§ **Excerpt**:
+---+
Harry Jannotti

From Wikipedia, the free encyclopedia
Jump to: navigation, search
Harry Jannotti
Member of the Philadelphia City Council from the 7th District
In office
January 5, 1970 – January 2, 1984
Preceded by Joseph J. Hersch
Succeeded by Patricia Hughes
Personal details
Born (1924-06-18)June 18, 1924
Died September 3, 1998(1998-09-03) (aged 74)
Philadelphia, Pennsylvania
Political party Democratic
Spouse(s) Jeane Groesbeck
Children Four
Alma mater Temple University

Harry P. Jannotti (June 18, 1924 – September 3, 1998) was a Democratic politician who served as a member of the Philadelphia City Council.

Early life[edit]

Jannotti graduated from Northeast High School, and attended Temple University. Before running for office, he worked as chief deputy clerk to the City Council for several years.[1][2]

Political career[edit]

City Council[edit]

A protégé of Councilman George Schwartz, Jannotti was first recruited to run in 1969 for the Seventh District seat vacated by Joseph J. Hersch.[3] He was elected successfully, and steadily gained power over the ensuing decade. By the late 1970s, both Jannotti and Schwartz were at the height of their power. Schwartz had been elected Council President, while Jannotti was the Council's Majority Leader, Chairman of its Finance Committee, and Vice Chairman of its Rules and Appropriations Committee. Additionally, he was a member of the City Gas Commission and head the city's gift property program, through which abandoned homes were given to low-income people to renovate and live in. Jannotti had also been elected leader of the Democratic City Committee's 19th Ward, and ran his political operation out of a tavern he owned.[1][2]

Abscam involvement[edit]

Main article: Abscam

In 1980, Jannotti met with two men at a suite at the Barclay Hotel in Rittenhouse Square. The men claimed to represent an Arab Sheikh who was interested in building a hotel in Philadelphia. The men, who were actually FBI agents, agreed to pay Jannotti $10,000 in exchange for his use of his influence over Council to get the project approved. The scandal would later come to be known as "Abscam" (short for Arab Scam), and would take-down five Congressman, including First District Congressman Ozzie Myers, who would become the first member of the House to be expelled since the Civil War, and two other members of City Council–Schwartz and Louis Johanson.
+---+
§ **Source material**:
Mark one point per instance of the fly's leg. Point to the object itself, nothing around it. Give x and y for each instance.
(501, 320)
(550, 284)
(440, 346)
+---+
§ **Short task 1**: In the Harry Jannotti article, how much money did the men at the Barclay Hotel agree to pay him?
§ **Short task 2**: From the Harry Jannotti article, extract the part that opens with the words containing "From Wikipedia, the" and closes with "3, 1998(1998-09-03) (aged 74)".

§ **Complete answer 1**: $10,000

§ **Complete answer 2**:
From Wikipedia, the free encyclopedia
Jump to: navigation, search
Harry Jannotti
Member of the Philadelphia City Council from the 7th District
In office
January 5, 1970 – January 2, 1984
Preceded by Joseph J. Hersch
Succeeded by Patricia Hughes
Personal details
Born (1924-06-18)June 18, 1924
Died September 3, 1998(1998-09-03) (aged 74)